- **What the task requires**
Extract every line of the records below and reproduce each one verbatim, in the same order.

--- BEGIN Dataset ---

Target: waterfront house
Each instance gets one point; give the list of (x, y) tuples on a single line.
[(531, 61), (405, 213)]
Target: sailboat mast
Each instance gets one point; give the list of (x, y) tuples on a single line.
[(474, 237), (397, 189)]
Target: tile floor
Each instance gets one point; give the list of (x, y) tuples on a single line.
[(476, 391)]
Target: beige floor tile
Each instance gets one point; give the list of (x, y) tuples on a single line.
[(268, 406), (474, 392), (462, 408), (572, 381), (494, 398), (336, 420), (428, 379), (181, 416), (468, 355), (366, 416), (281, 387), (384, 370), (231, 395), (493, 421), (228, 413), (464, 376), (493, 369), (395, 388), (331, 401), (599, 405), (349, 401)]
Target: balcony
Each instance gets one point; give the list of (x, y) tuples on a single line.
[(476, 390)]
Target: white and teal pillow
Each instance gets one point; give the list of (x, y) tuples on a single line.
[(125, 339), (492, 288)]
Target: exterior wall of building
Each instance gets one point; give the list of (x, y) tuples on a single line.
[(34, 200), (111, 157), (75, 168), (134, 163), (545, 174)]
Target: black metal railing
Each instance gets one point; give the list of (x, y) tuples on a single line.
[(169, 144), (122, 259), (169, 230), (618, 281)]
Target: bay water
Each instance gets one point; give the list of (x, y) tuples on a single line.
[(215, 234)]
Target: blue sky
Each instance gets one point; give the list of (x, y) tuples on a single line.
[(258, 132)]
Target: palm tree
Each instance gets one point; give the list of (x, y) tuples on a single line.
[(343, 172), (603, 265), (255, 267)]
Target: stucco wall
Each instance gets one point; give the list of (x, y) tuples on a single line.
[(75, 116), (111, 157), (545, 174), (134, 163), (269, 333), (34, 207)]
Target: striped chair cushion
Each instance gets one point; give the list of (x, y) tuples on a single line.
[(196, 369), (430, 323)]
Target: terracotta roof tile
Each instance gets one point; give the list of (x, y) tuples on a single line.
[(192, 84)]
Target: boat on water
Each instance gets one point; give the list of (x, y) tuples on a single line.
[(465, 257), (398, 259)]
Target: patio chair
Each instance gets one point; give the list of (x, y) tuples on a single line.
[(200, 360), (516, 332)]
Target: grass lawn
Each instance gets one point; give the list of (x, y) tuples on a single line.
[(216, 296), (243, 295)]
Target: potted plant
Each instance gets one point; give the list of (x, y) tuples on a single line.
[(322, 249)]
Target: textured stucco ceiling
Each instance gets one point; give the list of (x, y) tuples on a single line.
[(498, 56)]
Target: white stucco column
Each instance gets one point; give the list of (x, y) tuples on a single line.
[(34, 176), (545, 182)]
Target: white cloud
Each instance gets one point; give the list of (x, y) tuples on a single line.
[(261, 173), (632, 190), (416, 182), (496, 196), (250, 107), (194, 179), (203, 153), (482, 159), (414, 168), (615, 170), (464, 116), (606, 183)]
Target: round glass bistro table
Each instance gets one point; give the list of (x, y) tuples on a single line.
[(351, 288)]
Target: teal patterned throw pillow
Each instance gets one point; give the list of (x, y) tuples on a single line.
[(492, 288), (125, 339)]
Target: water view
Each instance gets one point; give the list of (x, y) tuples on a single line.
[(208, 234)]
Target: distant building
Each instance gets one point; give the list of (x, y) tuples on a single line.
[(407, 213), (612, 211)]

--- END Dataset ---

- **Complete response**
Target: waterfront house
Each instance gets one point; give the list of (x, y) tuples on a single line.
[(531, 61), (405, 213)]
Target: sailboat mast
Each instance gets one point; give the list of (x, y) tuples on a single line.
[(474, 237), (397, 189)]
Target: tile floor
Each instance gets one point; give the list of (x, y) tuples on a single line.
[(476, 391)]
Target: beige floor tile
Each instance gets one point; give the list of (x, y) tuples on a single line.
[(268, 406), (474, 392), (462, 408), (572, 381), (494, 398), (336, 420), (428, 379), (181, 416), (468, 355), (366, 416), (281, 387), (384, 370), (231, 395), (493, 421), (228, 413), (464, 376), (493, 369), (395, 388), (331, 401), (599, 405), (349, 401)]
Target: balcony
Each instance gets one point; give the list of (x, y) tuples on a single line.
[(476, 390)]
Target: white and teal pillow
Each instance gets one point; give the list of (x, y) tuples on a single line.
[(125, 339), (492, 288)]
Target: exterior wall of building
Each instance gets one point; give the list of (x, y) tuples on a single line.
[(34, 200), (111, 157), (75, 168), (134, 163), (545, 174)]
Target: black metal railing
Each instance gets one point; give the list of (x, y) tuples on a single line.
[(169, 144), (122, 259), (169, 230), (618, 281)]
Target: bay water
Each instance gets one point; give the list of (x, y) tuples on a single line.
[(215, 234)]
Target: blue sky
Each instance gets one point; give the list of (x, y) tuples on a single line.
[(258, 132)]
Target: palm tree
Each instance gets one point; give the list of (x, y) tuples on a single line.
[(343, 172), (603, 265), (255, 267)]
Target: stucco wall
Each instance gets one point; give the list of (x, y) tuples on a single line.
[(75, 116), (111, 157), (545, 174), (134, 163), (269, 333), (34, 207)]
Target: striped chair cushion
Each instance gets one point; give the list of (x, y) tuples on a single line.
[(196, 369), (430, 323)]
Target: terracotta roof tile
Each instance gets one point; give the list of (x, y) tuples on a single line.
[(192, 84)]
Target: boat on water
Each instance gets one point; give the list of (x, y) tuples on a single line.
[(465, 257), (398, 259)]
Target: patio chair
Each instance gets one point; give the list of (x, y) tuples on a single line.
[(200, 360), (516, 332)]
Target: grass lawn
Each instance gets one point; give the list of (x, y) tuples on a single line.
[(216, 296), (243, 295)]
Target: potted plant
Each instance gets one point; give the list of (x, y) tuples on a single line.
[(322, 249)]
Target: textured stucco ceiling
Each instance gets one point; give the list of (x, y) tuples on a single line.
[(498, 56)]
Target: white stucco column
Each instance gets one point; give the list of (x, y) tuples on a single line.
[(34, 176), (545, 182)]
Target: white cloud
Each instance gets one point; give the list of (x, y) tuples on a single line.
[(261, 173), (632, 190), (416, 182), (496, 196), (250, 107), (194, 179), (203, 153), (482, 159), (414, 168), (615, 170), (464, 116), (606, 183)]
Target: round glass bistro table
Each instance gets one point; give the list of (x, y) tuples on a single line.
[(351, 288)]
Target: teal patterned throw pillow
Each instance gets one point; give the list of (x, y) tuples on a single line.
[(492, 288), (125, 339)]
Target: water view
Each instance gets one point; give the list of (x, y) tuples on a single line.
[(208, 234)]
Target: distant building
Each instance gets one point; give the list of (x, y) tuples on a single line.
[(407, 213), (612, 211)]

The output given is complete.